Start of Block

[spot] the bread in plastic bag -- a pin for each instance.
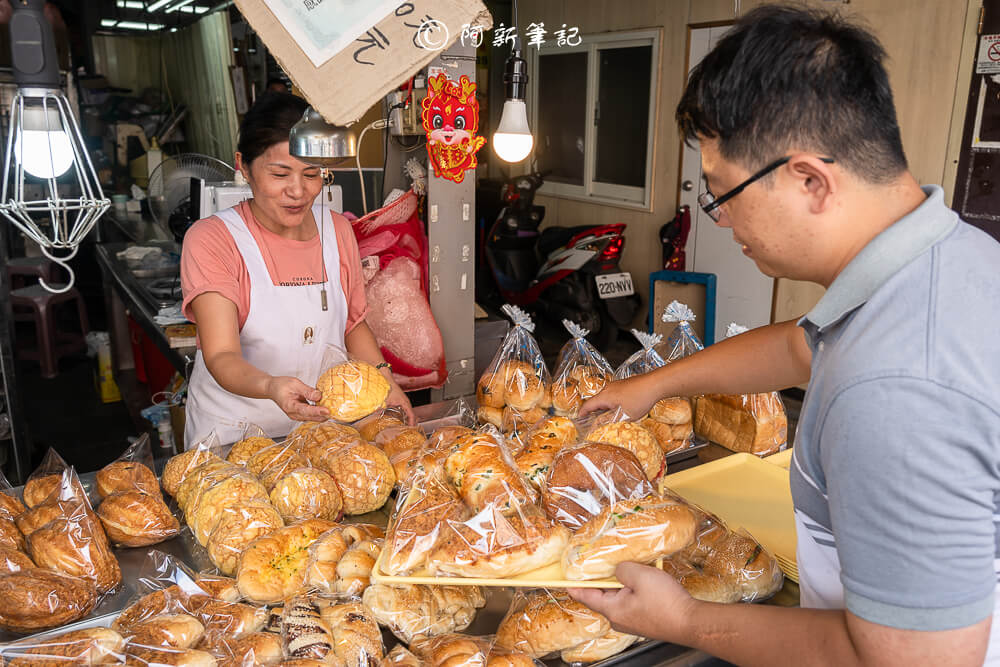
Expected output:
(640, 530)
(614, 427)
(542, 623)
(581, 372)
(331, 630)
(92, 646)
(180, 466)
(721, 565)
(274, 567)
(587, 477)
(540, 445)
(342, 558)
(36, 599)
(351, 389)
(132, 471)
(517, 376)
(754, 423)
(415, 611)
(252, 441)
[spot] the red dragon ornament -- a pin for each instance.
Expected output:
(451, 119)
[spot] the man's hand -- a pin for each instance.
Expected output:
(292, 395)
(398, 398)
(652, 604)
(635, 396)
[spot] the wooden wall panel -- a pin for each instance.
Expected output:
(922, 37)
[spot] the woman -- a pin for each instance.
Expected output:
(269, 284)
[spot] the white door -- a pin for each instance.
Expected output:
(743, 293)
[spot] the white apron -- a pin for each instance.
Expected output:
(285, 334)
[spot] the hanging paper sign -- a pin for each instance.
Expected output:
(451, 119)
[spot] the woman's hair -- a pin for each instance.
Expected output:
(268, 122)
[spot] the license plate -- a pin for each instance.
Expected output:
(611, 285)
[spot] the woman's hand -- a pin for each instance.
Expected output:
(398, 398)
(292, 395)
(646, 589)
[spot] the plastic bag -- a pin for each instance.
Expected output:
(71, 541)
(721, 565)
(517, 376)
(754, 423)
(645, 359)
(342, 558)
(415, 611)
(132, 471)
(331, 630)
(251, 441)
(587, 477)
(581, 372)
(614, 427)
(526, 628)
(93, 646)
(352, 389)
(635, 529)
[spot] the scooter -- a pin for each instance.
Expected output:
(561, 272)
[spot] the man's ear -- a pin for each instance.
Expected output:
(815, 179)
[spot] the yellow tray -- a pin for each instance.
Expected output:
(550, 576)
(782, 459)
(747, 493)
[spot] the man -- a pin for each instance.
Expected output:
(895, 469)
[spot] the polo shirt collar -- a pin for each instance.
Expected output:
(884, 256)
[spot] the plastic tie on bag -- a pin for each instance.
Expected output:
(735, 329)
(519, 317)
(574, 329)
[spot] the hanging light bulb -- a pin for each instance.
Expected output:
(44, 141)
(512, 142)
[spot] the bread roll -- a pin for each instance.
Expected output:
(10, 506)
(639, 530)
(586, 478)
(610, 644)
(237, 528)
(352, 390)
(126, 476)
(35, 599)
(12, 560)
(137, 519)
(178, 631)
(206, 507)
(755, 423)
(364, 476)
(93, 646)
(71, 548)
(307, 493)
(273, 567)
(247, 447)
(179, 466)
(496, 546)
(415, 611)
(550, 621)
(637, 440)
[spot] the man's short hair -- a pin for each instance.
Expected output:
(788, 77)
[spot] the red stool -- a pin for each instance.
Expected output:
(39, 267)
(52, 344)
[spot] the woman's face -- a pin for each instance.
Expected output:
(284, 187)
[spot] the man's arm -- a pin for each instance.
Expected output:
(764, 359)
(768, 635)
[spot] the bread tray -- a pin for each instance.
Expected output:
(550, 576)
(749, 494)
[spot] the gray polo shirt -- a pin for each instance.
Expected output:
(896, 467)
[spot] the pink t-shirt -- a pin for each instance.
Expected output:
(211, 262)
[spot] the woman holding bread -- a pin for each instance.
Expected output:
(270, 283)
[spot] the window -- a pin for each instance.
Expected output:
(593, 112)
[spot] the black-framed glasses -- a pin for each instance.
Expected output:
(710, 204)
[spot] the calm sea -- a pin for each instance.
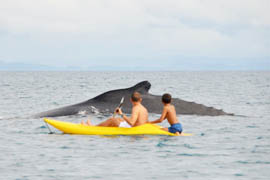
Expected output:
(223, 147)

End of Block

> **Description of the task**:
Could you restate every record above word for word, dropping the pictures?

> **Result for this exercise**:
[spot] the bread in plastic bag -- a pin for each instance.
Expected output:
(640, 530)
(614, 427)
(542, 623)
(581, 372)
(331, 630)
(92, 646)
(180, 466)
(721, 565)
(274, 567)
(587, 477)
(540, 445)
(342, 558)
(36, 599)
(351, 389)
(132, 471)
(517, 376)
(754, 423)
(415, 611)
(252, 441)
[spot] the red dragon ornament -- a pin for each instance.
Expected output:
(451, 119)
[spot] the man's hand -- a pin for each instance.
Expected output:
(292, 395)
(398, 398)
(652, 604)
(635, 396)
[spot] the wooden wall panel -- a pin for each instance.
Expected output:
(922, 37)
[spot] the woman -- a pin for each instance.
Expected output:
(269, 284)
[spot] the white door -- a pin for each instance.
Expected output:
(743, 293)
[spot] the white apron -- a pin for each instance.
Expected output:
(285, 334)
[spot] the hanging paper sign -- a pin for each instance.
Expected output:
(451, 119)
[spot] the woman's hair -- a pin for each instance.
Expected output:
(268, 122)
[spot] the license plate -- a pin for each instance.
Expected output:
(611, 285)
[spot] the woman's hand -- a pin for each instance.
Expected output:
(398, 398)
(292, 395)
(646, 589)
[spot] the plastic bag -- a pin for each instance.
Expected output:
(71, 541)
(721, 565)
(517, 376)
(754, 423)
(645, 359)
(342, 558)
(415, 611)
(132, 471)
(331, 630)
(251, 441)
(587, 477)
(581, 372)
(614, 427)
(526, 628)
(93, 646)
(352, 389)
(635, 529)
[spot] the scooter -- a pin for each instance.
Expected output:
(561, 272)
[spot] the man's ear -- a pin for each instance.
Expected output:
(815, 179)
[spot] the yellow tray -- a pin for each instance.
Expected output:
(550, 576)
(782, 459)
(747, 493)
[spot] the man -- a pin for each instance.
Expected output:
(895, 469)
[spot] the polo shirt collar -- a pin for each instance.
Expected output:
(884, 256)
[spot] the plastic tie on bag -- a pin for each instance.
Expected output:
(735, 329)
(519, 317)
(574, 329)
[spot] the hanging light bulb -- a pin for each instance.
Expected output:
(44, 141)
(512, 142)
[spot] the bread roll -- a pin for each instance.
Expected output:
(10, 506)
(639, 530)
(586, 478)
(610, 644)
(237, 528)
(352, 390)
(126, 476)
(35, 599)
(12, 560)
(137, 519)
(178, 631)
(206, 507)
(755, 423)
(364, 476)
(93, 646)
(71, 548)
(307, 493)
(273, 567)
(247, 447)
(179, 466)
(496, 546)
(415, 611)
(550, 621)
(637, 440)
[spot] the man's short hair -- a pin for each instance.
Expected output:
(788, 77)
[spot] the red stool -- a pin for each instance.
Expected output:
(39, 267)
(52, 344)
[spot] the woman's face -- a pin for each instance.
Expected output:
(284, 187)
[spot] the man's arm -- a pin for each instance.
Expected output:
(764, 359)
(768, 635)
[spot] the bread tray -- a pin for each instance.
Expected output:
(550, 576)
(749, 494)
[spot] the gray polo shirt -- a pin for each instance.
Expected output:
(896, 467)
[spot] the pink t-shirt -- a pin for each instance.
Expected output:
(211, 262)
[spot] the woman holding bread -- a pin for each instance.
Expected output:
(270, 283)
[spot] the window -- a pin for each instance.
Expected output:
(593, 112)
[spot] the black-framed glasses -- a pin for each instance.
Expected output:
(710, 204)
[spot] the calm sea -- a pin for each instance.
Expected output:
(223, 147)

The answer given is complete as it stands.